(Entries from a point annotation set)
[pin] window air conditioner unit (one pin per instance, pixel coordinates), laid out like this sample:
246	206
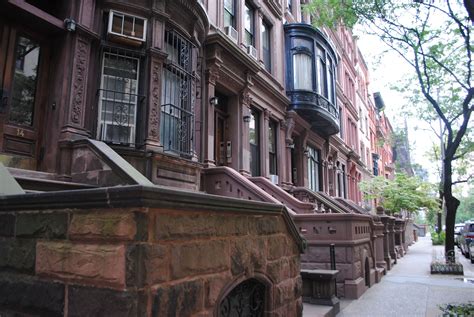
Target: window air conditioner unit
252	51
127	26
232	33
274	179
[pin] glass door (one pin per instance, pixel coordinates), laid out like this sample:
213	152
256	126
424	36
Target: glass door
23	89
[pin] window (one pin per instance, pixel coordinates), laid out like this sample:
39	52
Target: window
229	13
118	98
249	25
254	136
322	72
266	46
24	81
177	110
272	144
302	71
341	180
314	169
126	25
341	123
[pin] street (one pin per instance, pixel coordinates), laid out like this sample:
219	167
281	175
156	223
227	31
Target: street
410	290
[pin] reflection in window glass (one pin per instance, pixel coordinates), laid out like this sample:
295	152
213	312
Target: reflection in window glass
24	81
302	69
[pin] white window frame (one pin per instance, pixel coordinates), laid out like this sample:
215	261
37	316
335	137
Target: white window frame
118	13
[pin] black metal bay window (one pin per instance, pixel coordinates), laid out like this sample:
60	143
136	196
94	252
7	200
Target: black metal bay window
311	81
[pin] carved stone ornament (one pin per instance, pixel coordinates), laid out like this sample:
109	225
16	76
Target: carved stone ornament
80	73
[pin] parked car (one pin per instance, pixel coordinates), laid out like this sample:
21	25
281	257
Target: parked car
466	237
457	232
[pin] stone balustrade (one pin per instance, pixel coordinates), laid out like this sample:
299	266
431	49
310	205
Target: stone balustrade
145	251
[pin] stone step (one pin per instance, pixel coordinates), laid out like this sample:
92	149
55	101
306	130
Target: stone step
30	184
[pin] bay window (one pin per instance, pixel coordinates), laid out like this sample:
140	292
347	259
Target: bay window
302	70
229	13
249	39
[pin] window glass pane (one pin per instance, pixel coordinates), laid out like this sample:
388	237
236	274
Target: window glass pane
117	23
229	5
139	26
302	69
127	25
118	99
24	81
313	168
248	24
272	134
266	46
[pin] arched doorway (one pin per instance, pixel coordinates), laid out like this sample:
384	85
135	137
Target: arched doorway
246	299
367	272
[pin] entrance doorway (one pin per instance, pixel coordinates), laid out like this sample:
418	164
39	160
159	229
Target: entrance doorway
23	87
222	144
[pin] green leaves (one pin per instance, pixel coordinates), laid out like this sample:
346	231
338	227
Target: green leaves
402	193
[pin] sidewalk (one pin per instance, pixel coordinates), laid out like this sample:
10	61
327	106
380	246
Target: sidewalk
410	290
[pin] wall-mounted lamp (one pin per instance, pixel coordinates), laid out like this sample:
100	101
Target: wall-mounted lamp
70	25
214	101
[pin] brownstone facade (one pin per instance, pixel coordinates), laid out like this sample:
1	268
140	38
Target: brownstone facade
161	253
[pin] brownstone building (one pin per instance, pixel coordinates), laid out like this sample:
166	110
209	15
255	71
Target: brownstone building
240	99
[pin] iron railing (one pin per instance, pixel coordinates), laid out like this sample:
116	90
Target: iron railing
176	129
118	116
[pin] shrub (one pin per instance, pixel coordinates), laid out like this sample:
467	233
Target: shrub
438	239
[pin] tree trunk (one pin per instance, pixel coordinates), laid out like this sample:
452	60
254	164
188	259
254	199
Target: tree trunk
452	204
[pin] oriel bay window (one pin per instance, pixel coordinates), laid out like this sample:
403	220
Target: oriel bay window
314	169
177	109
118	97
311	62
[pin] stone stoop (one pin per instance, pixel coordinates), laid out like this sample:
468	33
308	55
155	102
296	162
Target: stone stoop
144	251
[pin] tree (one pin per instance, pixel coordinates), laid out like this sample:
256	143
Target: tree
403	193
434	38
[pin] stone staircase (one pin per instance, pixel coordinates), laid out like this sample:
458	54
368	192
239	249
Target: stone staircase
34	181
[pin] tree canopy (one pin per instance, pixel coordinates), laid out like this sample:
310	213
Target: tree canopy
403	193
434	38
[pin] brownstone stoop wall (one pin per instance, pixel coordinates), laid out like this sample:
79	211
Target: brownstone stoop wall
143	251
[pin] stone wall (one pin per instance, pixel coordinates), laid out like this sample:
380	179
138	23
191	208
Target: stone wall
138	251
352	236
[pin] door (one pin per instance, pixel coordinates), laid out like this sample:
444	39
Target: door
22	87
220	146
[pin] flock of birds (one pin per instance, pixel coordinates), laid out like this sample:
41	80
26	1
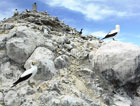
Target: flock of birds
30	73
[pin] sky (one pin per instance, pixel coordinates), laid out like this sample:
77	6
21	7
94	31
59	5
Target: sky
96	17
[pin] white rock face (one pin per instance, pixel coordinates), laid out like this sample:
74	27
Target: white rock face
67	101
1	97
11	99
46	68
118	61
19	49
61	61
121	101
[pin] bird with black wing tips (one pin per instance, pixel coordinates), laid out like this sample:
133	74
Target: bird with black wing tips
28	74
112	33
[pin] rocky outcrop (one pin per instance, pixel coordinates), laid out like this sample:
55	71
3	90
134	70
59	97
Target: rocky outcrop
62	61
73	70
118	62
46	67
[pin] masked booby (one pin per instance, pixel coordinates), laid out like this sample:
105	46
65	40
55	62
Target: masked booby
113	33
27	75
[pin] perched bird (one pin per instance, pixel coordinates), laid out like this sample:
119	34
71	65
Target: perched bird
28	74
27	10
81	31
35	7
113	33
16	12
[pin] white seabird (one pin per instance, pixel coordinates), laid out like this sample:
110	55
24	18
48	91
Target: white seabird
113	33
16	12
81	31
27	75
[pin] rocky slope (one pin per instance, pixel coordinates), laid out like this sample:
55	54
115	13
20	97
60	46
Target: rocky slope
74	70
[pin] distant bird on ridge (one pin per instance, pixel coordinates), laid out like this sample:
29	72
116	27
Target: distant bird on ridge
27	75
112	33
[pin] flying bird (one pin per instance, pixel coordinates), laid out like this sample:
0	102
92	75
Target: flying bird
27	75
113	33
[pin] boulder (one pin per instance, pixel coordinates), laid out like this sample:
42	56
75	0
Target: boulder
119	100
11	99
118	62
6	26
66	100
19	49
46	68
62	61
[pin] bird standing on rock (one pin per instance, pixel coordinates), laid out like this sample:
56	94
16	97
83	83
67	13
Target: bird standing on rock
27	75
113	33
35	7
81	31
16	12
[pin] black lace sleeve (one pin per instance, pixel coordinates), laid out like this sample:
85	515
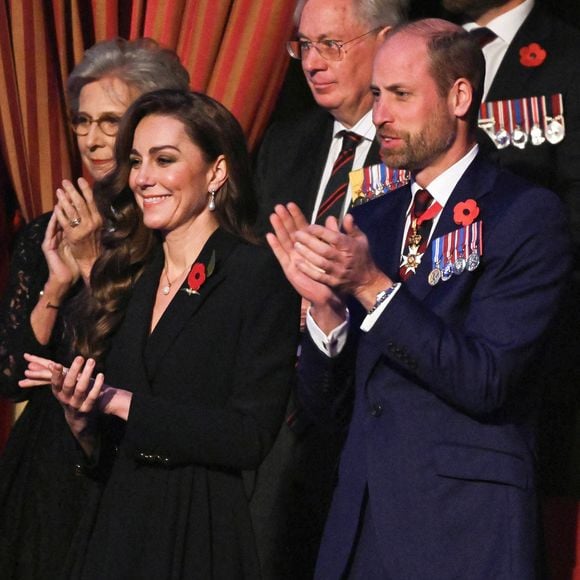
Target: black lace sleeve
28	274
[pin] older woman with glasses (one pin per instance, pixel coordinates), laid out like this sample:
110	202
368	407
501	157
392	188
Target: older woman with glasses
41	496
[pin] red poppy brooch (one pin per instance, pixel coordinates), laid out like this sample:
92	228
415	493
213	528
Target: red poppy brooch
465	212
532	55
198	274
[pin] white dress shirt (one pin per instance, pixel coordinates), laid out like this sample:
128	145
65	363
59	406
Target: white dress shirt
505	27
367	131
440	188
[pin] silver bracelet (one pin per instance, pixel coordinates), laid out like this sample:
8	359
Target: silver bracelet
382	296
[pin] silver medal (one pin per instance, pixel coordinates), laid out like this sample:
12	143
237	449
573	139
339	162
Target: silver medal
459	265
519	138
472	261
434	276
555	130
447	272
502	139
536	135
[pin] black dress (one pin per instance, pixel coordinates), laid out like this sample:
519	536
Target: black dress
210	386
41	493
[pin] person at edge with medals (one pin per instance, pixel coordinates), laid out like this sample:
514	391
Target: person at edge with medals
195	327
42	494
430	310
530	124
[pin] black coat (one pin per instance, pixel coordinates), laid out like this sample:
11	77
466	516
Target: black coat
210	386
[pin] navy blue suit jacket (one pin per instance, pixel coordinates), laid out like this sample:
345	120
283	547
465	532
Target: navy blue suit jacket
442	427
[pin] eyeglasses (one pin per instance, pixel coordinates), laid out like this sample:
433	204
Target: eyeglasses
108	124
327	49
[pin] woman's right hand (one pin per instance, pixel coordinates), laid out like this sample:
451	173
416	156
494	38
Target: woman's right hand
62	267
77	392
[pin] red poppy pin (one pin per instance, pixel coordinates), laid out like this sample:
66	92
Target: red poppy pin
198	275
465	212
532	55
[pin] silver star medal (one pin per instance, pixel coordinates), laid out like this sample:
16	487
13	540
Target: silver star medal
412	260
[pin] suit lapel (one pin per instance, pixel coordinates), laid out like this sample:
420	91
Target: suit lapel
373	156
311	162
477	180
383	221
124	366
185	304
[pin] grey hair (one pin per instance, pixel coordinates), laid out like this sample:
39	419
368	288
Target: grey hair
372	13
142	64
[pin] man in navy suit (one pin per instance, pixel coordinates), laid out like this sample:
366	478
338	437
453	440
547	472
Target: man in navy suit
451	284
518	75
532	54
335	42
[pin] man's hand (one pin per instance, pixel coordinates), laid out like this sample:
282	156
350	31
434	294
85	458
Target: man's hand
81	223
287	222
340	260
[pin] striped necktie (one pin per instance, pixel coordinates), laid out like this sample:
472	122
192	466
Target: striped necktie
418	232
337	186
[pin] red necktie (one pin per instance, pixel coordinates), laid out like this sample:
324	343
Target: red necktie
422	213
337	186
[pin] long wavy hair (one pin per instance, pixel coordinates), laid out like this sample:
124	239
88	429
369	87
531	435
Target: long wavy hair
141	64
127	243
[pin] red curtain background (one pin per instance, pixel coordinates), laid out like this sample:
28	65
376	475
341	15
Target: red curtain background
233	50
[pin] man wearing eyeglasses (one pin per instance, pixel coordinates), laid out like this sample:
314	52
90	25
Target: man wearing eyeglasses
335	41
533	81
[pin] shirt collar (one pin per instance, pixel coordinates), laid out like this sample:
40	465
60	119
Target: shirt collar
443	185
507	25
364	127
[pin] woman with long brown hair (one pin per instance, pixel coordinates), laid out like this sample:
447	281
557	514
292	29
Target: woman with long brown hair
42	495
195	329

Directions:
Take every line from the one containing "[pin] long wavy" to the end of the listing and output it exactly, with nothing else.

Response:
[pin] long wavy hair (one pin per instance, pixel coordinates), laid out like this sample:
124	239
88	429
369	87
531	435
Target: long wavy hair
141	64
127	243
[pin] red curtain background (one pin per instance, pixel coordinates), laid out like this sample:
28	65
376	475
341	15
Target: red curtain background
233	50
[pin] man wearing eyeglasses (one pin per instance, pixel coordinates), laid out like this sample:
314	52
90	25
Target: man wearing eyeglasses
335	41
533	81
[pin] shirt collar (one pin per instance, pixel coordinates), laid out like this sample:
40	465
60	119
Target: shirt collar
443	185
507	25
364	127
[pin] woman with long brown hair (one pin per instance, pixel coordinates), laid out like this sample:
447	281
557	514
292	29
Target: woman with long brown hair
42	495
195	329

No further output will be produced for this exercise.